--- START ---

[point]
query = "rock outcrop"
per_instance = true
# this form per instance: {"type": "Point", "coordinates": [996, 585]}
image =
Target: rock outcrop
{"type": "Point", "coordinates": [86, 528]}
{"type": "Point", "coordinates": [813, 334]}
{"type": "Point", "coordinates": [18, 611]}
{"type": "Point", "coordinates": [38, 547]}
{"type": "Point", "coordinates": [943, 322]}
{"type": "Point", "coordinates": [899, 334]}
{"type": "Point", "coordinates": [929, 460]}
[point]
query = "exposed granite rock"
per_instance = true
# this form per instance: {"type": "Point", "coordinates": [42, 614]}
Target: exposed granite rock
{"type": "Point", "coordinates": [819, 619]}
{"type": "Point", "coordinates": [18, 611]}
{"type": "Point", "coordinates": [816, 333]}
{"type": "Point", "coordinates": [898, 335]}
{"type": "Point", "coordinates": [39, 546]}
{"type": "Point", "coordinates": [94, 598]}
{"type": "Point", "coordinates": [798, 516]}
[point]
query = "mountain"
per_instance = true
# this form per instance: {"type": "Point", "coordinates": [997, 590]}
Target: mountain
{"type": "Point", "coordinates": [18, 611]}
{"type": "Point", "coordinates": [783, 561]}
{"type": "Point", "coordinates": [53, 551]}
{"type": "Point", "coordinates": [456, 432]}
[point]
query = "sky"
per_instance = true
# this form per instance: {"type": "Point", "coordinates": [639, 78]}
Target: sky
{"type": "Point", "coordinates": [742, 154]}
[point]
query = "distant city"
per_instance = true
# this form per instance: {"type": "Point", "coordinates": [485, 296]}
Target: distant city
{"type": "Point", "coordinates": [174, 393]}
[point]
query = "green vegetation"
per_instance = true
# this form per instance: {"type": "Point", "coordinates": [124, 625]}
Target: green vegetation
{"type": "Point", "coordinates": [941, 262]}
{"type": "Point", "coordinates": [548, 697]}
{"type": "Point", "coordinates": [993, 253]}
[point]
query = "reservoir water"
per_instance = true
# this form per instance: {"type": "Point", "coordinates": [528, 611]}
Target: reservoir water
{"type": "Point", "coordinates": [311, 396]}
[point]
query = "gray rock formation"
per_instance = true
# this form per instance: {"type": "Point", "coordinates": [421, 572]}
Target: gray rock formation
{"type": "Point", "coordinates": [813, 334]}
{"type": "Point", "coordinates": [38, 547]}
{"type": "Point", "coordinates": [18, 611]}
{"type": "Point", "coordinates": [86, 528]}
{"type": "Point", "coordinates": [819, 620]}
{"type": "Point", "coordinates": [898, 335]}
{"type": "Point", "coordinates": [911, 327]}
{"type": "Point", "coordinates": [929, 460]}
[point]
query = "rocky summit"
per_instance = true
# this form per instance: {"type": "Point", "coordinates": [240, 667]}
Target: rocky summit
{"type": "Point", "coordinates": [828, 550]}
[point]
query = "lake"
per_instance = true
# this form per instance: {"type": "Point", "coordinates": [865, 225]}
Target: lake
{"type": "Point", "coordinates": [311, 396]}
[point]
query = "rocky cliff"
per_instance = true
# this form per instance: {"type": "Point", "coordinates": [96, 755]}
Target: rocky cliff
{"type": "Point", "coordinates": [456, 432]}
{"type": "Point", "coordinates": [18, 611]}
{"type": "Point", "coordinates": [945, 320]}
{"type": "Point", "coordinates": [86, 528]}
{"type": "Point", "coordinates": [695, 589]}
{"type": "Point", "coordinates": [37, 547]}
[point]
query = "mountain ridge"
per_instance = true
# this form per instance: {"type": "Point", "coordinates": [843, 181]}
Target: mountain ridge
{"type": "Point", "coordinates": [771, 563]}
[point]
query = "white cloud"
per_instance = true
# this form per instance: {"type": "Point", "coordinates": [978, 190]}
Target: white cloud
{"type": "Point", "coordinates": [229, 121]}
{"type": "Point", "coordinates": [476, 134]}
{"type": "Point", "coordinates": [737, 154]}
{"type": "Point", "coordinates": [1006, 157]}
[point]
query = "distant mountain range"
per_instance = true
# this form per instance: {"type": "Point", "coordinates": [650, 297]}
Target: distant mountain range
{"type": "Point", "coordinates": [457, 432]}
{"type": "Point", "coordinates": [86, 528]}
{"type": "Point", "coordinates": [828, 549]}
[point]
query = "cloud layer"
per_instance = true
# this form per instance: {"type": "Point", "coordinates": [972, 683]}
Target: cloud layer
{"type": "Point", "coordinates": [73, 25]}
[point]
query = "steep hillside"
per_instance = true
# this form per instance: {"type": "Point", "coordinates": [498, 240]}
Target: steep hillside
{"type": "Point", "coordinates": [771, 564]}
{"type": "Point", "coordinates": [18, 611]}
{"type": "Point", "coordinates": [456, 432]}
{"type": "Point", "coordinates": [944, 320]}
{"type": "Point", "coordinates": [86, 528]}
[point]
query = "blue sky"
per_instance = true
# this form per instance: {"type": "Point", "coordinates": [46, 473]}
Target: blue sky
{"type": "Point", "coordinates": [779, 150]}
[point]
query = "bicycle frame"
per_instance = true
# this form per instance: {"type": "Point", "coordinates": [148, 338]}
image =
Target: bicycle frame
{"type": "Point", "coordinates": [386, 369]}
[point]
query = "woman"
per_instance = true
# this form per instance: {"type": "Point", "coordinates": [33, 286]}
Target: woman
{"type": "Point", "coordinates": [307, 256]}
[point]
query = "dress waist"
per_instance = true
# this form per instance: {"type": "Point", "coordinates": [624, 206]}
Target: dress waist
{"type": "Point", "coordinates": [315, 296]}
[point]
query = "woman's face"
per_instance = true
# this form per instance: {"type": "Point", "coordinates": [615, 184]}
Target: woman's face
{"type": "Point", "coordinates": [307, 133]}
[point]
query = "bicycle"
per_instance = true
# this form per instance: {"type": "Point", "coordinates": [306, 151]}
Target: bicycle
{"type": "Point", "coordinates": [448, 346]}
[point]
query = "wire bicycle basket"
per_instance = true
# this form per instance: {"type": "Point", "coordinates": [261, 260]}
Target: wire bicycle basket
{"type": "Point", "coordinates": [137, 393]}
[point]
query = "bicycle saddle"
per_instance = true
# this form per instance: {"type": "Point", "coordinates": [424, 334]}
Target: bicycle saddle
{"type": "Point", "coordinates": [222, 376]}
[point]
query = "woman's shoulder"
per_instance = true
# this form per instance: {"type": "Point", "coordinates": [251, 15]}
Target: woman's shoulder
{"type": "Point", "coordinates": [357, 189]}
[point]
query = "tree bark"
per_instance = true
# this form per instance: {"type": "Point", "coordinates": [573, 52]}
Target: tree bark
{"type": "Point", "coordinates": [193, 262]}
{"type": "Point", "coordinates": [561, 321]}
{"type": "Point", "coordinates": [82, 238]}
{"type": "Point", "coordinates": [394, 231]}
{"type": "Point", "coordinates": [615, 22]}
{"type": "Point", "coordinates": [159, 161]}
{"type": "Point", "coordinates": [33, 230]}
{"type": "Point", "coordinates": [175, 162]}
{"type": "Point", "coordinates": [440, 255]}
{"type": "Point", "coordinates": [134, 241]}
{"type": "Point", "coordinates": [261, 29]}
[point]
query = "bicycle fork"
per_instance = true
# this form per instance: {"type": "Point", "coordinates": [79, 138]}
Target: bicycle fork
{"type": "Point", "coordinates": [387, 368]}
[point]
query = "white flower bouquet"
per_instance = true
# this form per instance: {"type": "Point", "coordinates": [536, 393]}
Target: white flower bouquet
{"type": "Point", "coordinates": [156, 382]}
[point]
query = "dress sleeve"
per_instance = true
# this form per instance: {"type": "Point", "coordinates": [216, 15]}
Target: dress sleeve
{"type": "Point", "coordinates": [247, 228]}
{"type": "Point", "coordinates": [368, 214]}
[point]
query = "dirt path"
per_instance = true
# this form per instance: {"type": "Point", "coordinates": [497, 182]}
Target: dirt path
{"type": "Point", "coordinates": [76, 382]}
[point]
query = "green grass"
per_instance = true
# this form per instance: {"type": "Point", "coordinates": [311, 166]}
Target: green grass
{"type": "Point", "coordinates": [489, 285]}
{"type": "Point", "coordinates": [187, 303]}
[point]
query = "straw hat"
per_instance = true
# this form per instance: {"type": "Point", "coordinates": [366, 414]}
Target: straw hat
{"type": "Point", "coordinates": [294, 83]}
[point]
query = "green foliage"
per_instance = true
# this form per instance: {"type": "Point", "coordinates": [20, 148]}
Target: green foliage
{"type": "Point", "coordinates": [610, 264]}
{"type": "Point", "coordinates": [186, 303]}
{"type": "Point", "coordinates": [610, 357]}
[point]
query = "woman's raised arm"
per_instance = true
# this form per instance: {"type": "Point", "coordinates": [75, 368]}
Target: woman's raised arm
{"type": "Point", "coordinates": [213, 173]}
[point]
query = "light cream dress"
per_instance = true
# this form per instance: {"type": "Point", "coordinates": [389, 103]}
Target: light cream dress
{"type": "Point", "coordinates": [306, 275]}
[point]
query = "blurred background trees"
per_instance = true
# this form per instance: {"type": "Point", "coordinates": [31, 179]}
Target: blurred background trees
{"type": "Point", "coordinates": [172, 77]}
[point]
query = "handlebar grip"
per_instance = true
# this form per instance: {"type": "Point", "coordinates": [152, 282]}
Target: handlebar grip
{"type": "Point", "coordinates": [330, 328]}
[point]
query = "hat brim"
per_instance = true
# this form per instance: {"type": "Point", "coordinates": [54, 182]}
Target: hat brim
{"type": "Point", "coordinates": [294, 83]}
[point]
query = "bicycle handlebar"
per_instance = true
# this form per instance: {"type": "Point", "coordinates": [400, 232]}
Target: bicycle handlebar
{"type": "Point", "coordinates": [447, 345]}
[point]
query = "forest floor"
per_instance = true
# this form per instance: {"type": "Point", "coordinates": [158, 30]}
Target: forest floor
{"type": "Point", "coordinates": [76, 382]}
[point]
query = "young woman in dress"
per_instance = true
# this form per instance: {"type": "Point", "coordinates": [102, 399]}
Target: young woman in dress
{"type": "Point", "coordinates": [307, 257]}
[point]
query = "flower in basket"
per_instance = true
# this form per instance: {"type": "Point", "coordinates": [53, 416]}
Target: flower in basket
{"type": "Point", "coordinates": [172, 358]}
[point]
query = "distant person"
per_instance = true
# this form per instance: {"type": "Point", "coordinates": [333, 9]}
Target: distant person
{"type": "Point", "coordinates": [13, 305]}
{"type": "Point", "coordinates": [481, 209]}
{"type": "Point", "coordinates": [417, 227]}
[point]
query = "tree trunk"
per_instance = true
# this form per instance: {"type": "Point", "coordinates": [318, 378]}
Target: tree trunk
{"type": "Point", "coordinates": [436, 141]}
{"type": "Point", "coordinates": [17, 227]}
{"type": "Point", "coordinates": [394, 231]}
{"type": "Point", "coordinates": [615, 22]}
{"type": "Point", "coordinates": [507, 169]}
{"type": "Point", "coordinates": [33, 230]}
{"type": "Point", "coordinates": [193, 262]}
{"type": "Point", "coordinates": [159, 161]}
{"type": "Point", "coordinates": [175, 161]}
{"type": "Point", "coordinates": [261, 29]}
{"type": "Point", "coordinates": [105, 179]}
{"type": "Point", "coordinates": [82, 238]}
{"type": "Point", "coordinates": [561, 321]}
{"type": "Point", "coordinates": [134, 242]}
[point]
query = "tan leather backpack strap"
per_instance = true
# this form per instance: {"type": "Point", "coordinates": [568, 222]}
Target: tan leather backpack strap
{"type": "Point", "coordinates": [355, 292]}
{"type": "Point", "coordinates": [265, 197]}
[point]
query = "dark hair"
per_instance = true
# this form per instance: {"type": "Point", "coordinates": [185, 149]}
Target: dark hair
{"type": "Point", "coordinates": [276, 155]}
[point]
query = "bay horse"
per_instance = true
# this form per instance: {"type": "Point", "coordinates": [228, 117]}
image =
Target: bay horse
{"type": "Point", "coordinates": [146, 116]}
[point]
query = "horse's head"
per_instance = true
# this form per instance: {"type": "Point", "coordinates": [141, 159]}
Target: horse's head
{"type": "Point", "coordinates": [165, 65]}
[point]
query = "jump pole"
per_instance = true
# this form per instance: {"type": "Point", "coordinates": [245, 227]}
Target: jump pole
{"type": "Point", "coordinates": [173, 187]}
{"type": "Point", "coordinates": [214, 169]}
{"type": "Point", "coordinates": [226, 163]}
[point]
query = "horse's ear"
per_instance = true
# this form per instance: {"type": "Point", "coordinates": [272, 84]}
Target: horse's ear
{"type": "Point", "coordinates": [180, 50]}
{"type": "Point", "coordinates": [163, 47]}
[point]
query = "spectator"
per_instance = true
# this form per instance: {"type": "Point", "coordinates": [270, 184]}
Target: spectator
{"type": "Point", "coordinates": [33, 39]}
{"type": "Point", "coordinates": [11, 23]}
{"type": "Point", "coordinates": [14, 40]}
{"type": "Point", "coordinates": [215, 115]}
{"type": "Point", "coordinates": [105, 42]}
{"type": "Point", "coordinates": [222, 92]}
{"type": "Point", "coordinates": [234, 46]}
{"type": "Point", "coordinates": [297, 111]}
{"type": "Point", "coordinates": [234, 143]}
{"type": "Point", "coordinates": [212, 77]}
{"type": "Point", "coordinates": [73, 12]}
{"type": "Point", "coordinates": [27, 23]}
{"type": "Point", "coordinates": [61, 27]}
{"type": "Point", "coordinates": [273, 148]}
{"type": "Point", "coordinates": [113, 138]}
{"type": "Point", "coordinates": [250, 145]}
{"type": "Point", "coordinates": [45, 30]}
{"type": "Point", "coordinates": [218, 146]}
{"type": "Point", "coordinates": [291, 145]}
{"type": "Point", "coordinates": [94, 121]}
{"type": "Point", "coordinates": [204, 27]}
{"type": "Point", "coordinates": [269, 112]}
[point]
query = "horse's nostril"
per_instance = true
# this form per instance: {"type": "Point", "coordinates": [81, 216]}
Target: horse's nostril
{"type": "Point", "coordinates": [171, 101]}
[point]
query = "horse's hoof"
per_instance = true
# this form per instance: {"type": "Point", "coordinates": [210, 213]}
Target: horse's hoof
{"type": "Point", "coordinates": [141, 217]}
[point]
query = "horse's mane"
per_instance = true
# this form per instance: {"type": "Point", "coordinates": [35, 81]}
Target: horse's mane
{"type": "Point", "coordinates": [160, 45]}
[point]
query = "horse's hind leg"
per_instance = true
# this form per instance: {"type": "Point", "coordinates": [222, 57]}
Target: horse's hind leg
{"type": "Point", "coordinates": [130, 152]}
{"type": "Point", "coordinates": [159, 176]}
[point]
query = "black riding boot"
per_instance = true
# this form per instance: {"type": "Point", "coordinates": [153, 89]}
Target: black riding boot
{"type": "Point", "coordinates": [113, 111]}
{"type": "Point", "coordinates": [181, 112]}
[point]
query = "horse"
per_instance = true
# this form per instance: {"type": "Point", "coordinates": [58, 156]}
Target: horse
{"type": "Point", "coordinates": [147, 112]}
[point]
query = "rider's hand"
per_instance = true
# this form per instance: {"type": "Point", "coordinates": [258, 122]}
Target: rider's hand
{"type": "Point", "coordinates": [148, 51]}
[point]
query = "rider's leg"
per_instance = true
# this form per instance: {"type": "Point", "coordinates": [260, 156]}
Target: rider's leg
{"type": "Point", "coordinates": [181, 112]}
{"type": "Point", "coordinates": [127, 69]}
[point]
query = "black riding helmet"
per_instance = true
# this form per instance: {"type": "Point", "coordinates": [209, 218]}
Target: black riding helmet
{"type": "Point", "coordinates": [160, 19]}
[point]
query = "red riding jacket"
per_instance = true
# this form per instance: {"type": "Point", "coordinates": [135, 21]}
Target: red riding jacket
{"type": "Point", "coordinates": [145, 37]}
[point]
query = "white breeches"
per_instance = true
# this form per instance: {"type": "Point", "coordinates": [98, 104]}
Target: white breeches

--- END ---

_TASK ITEM_
Find each line in the listing above that contains "breeches", and copy that line.

_ANSWER FOR THE TASK_
query = "white breeches"
Target: white breeches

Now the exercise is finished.